• [Extracted data]
+++++
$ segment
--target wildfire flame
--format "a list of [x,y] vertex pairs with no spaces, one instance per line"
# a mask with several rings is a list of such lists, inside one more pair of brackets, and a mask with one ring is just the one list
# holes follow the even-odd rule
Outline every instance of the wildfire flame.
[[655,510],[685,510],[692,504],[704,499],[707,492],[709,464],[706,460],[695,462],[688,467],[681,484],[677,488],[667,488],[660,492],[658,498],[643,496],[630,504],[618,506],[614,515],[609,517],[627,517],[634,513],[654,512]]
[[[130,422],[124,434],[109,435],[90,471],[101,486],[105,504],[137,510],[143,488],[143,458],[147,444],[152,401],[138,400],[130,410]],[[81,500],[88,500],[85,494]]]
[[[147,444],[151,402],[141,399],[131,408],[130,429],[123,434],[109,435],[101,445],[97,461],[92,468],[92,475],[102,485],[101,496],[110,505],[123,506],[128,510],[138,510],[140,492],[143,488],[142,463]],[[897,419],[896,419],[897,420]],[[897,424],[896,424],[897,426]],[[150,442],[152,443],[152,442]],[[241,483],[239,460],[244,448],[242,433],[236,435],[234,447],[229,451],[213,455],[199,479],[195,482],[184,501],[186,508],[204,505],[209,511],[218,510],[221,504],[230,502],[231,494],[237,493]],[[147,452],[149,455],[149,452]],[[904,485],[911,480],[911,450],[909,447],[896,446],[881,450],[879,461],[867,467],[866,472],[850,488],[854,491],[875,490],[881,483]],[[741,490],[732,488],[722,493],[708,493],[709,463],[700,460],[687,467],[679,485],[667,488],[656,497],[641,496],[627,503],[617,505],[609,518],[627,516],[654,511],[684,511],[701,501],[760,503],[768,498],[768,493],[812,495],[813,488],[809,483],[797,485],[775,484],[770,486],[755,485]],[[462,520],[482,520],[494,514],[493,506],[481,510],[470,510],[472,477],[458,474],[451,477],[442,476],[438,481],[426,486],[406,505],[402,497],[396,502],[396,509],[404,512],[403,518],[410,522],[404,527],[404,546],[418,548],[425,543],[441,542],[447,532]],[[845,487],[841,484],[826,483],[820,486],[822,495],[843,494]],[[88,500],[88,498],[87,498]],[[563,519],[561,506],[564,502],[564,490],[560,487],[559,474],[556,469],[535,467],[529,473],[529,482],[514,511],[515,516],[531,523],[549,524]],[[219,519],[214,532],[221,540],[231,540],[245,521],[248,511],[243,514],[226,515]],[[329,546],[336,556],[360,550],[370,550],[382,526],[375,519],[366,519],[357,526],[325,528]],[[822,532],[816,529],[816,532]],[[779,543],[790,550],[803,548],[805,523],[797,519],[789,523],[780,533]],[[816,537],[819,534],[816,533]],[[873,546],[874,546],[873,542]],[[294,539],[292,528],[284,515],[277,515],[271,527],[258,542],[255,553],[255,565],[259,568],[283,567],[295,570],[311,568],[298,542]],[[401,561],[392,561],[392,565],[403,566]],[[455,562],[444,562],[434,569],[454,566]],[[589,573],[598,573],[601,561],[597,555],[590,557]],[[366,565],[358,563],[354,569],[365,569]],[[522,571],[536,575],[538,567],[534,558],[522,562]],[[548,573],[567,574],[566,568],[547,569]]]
+++++
• [What you are asked to do] Given the data above, transcribe exactly the lines from the one containing "list of [x,y]" down to the one containing "# holes follow the even-odd rule", and no others.

• [Response box]
--format "a list of [x,y] vertex pairs with no spaces, one instance per line"
# a mask with several rings is a list of such lists, inside one more pair of brackets, and a mask with one ring is just the one list
# holes follow the even-odd rule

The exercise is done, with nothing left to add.